■ Page ■
•••

And so what we find then in this spiritual leprosy, this leprosy of sin, and the impossibility of ridding ourselves of it, is what theologians have called for a very long time, the great dilemma.
That how can a sinful human being, a sinful man, and a sinful woman approach a holy
God? And some of the classic texts on this great dilemma, one of them is
Exodus 34 and verse 6, where we see this amazing picture, this dichotomy that exists between God and man.
Where we read, the Lord, the Lord, a God merciful and gracious, slow to anger and abounding in steadfast love and faithfulness, keeping steadfast love for thousands, forgiving iniquity and transgression and sin, who will by no means clear the guilty, visiting the iniquity of the fathers on the children and the children's children to the third and fourth generation.
That here we have a forgiving God, but he will not clear the guilty.
Proverbs 17 says as much, he who justifies the wicked and he who condemns the righteous are both alike an abomination to the
Lord. So that man's greatest problem, many of you have heard me say it, you need to hear it again, that man's greatest problem is that God is good and that we are not.
And that is the great dilemma. That how will a sinful man be reconciled to a sinless and holy and just God?
I don't know about you, but I get sometimes in my algorithm, Facebook knows me well enough that I get all of the protestia videos.
If you've ever heard of protestia, they're a ministry essentially. I'm not sure if you can call them a ministry.
It's almost, yeah, I'm not sure. But what they seek to do is to share clips of what happens in other churches.
And it really gives you a sense of the layout of the land. And I watched a clip this week of a female pastor.
I don't believe that women can be pastors, but a female pastor in a liturgical church in her garb, standing behind a pulpit, very colorful pulpit.
And one of the things that she was saying was this, I do not use the language of sin and I don't call people sinners because that alienates people from God.
Quote, unquote, that the word sin or sinner alienates people from God. And as I watched this,
I watched it and I thought about it for a moment and I thought, that is probably the most true thing she has ever said.
It's almost prophetic. It's like the high priest speaking accidental prophecies before Christ is killed.
Why? You're right ma 'am, because our sin does alienate us from God.
And it doesn't matter whether you tell them that or not, it alienates them from God. That your sin has made a separation from your
God, so that you cannot see God and live. And so brothers and sisters, we end up in this impossible situation.
Spiritual lepers, unable to be cleansed. And anyone who's truly honest, if we came to them and said, can you deal with this problem?
All they could do is tear their clothes and cry out, am I God to cure a man from leprosy?
But the story goes on. And we see, this is kind of the last chunk that we'll look at, is the test of faith in verse 8.
But when Elisha, one of the prophets of Israel, the man of God heard that the king of Israel had torn his clothes, he sent to the king saying, why have you torn your clothes?
Let him come now to me that he may know that there is a prophet in Israel. So Naaman came with his horses and chariots and stood at the door of Elisha's house.

•••

■ Given instruction A ■
According to the sermon, what is man's greatest problem?
The sermon and the records have no connection to each other.

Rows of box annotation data
•••

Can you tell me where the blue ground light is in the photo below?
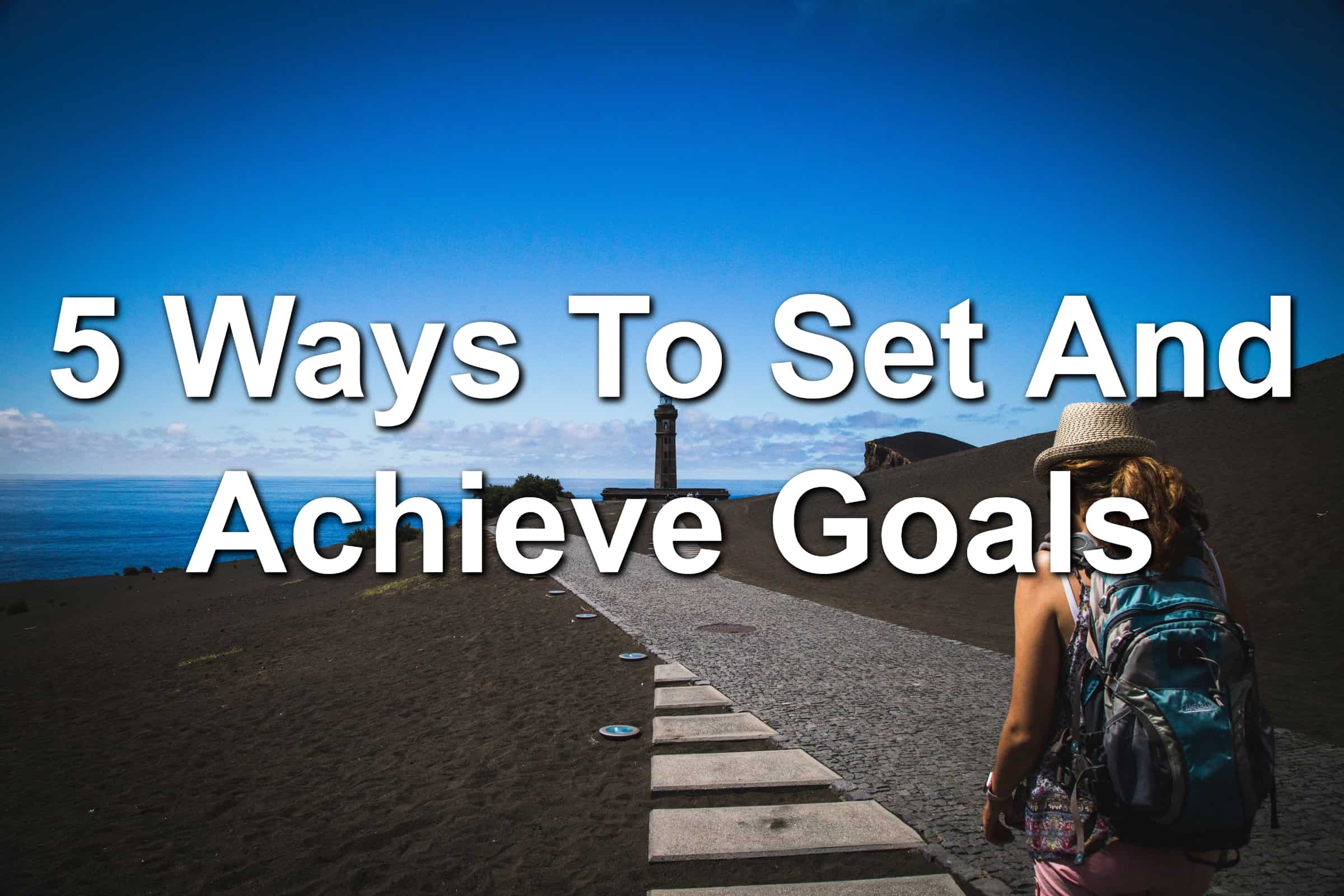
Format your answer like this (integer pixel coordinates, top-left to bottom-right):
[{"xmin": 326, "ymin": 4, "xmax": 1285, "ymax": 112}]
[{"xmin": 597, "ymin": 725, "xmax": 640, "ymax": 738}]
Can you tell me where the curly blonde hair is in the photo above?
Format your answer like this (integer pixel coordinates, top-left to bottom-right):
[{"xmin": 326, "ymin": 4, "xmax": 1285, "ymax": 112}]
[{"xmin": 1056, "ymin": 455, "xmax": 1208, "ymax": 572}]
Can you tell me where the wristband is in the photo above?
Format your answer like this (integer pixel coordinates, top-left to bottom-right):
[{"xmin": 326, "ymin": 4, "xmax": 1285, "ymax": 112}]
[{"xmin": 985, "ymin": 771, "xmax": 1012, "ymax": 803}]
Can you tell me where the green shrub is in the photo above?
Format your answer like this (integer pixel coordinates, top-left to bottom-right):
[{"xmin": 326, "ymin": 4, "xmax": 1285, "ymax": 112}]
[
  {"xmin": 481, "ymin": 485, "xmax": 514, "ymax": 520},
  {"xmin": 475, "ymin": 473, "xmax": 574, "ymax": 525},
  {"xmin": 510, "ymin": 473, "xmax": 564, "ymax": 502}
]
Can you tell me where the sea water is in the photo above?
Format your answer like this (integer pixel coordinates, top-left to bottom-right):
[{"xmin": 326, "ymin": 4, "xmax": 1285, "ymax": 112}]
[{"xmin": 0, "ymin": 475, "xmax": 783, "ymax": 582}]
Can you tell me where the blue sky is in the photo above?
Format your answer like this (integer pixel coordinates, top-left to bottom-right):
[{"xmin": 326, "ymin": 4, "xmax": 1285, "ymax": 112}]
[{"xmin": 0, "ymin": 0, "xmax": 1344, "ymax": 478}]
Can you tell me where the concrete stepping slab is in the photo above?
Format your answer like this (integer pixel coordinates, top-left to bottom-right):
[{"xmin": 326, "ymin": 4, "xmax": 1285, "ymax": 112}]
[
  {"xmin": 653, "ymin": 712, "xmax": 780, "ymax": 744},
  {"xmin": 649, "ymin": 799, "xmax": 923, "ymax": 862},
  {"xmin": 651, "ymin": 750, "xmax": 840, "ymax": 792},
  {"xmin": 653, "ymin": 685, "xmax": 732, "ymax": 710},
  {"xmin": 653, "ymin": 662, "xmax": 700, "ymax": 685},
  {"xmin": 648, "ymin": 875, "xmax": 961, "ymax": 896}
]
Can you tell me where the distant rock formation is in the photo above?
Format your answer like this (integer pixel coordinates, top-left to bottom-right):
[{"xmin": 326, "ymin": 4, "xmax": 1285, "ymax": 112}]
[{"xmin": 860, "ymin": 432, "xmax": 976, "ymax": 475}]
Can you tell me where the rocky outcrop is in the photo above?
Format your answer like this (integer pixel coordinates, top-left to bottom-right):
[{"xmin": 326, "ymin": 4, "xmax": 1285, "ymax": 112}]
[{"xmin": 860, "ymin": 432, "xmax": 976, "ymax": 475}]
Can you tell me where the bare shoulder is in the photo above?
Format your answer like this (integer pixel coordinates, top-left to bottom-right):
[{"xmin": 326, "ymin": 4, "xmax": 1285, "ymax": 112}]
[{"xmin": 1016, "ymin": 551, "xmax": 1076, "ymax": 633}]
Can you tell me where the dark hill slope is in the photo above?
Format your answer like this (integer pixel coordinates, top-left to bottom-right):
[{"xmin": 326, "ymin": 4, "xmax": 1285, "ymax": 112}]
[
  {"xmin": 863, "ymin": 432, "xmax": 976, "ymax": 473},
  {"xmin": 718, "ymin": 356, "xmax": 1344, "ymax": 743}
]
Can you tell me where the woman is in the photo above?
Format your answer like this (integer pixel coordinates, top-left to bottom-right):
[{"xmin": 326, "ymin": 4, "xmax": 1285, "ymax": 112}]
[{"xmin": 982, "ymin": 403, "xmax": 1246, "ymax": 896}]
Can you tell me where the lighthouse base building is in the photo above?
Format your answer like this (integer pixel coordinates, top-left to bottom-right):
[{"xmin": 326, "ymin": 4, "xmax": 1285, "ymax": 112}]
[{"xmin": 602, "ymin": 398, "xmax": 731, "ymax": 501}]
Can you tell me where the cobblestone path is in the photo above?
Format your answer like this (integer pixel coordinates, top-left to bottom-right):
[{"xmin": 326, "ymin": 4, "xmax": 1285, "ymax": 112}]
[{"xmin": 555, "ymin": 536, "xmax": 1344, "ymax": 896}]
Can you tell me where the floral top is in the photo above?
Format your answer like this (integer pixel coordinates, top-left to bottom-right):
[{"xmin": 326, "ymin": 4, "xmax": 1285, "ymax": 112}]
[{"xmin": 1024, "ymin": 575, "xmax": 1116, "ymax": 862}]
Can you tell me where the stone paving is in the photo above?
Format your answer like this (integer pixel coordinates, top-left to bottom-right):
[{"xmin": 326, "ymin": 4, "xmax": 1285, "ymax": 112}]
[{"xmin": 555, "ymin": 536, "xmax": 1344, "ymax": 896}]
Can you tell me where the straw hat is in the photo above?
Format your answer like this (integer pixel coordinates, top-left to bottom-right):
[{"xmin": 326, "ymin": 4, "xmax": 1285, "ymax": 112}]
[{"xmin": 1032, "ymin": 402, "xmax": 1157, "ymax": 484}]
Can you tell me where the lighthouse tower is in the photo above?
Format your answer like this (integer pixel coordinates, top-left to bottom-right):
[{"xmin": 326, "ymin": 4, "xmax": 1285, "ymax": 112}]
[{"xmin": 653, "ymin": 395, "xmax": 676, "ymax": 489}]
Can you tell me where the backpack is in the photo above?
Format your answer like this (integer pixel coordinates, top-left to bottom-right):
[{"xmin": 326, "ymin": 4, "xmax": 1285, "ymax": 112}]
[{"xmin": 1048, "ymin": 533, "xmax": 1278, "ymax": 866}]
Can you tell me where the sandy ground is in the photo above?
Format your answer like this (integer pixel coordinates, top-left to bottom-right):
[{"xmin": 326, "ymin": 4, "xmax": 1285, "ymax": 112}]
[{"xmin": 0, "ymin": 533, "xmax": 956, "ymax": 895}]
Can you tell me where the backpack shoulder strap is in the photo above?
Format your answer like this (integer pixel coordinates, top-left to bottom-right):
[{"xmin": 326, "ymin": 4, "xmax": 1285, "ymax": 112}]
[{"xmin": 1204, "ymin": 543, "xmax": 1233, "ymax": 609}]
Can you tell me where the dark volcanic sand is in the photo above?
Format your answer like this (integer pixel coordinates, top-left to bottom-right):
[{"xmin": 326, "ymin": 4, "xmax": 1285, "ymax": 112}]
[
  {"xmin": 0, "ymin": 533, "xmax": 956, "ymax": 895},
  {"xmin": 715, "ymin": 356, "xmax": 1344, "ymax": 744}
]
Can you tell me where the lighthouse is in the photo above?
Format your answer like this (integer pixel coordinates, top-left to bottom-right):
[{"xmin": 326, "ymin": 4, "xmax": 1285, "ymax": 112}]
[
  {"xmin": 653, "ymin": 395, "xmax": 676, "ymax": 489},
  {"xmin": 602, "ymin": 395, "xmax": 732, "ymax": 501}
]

•••

■ Given instruction B ■
Report how many lines of the records hold the string "ground", counting case as significant.

■ Finished answer A ■
Man's greatest problem is that God is good and we are not.

■ Finished answer B ■
2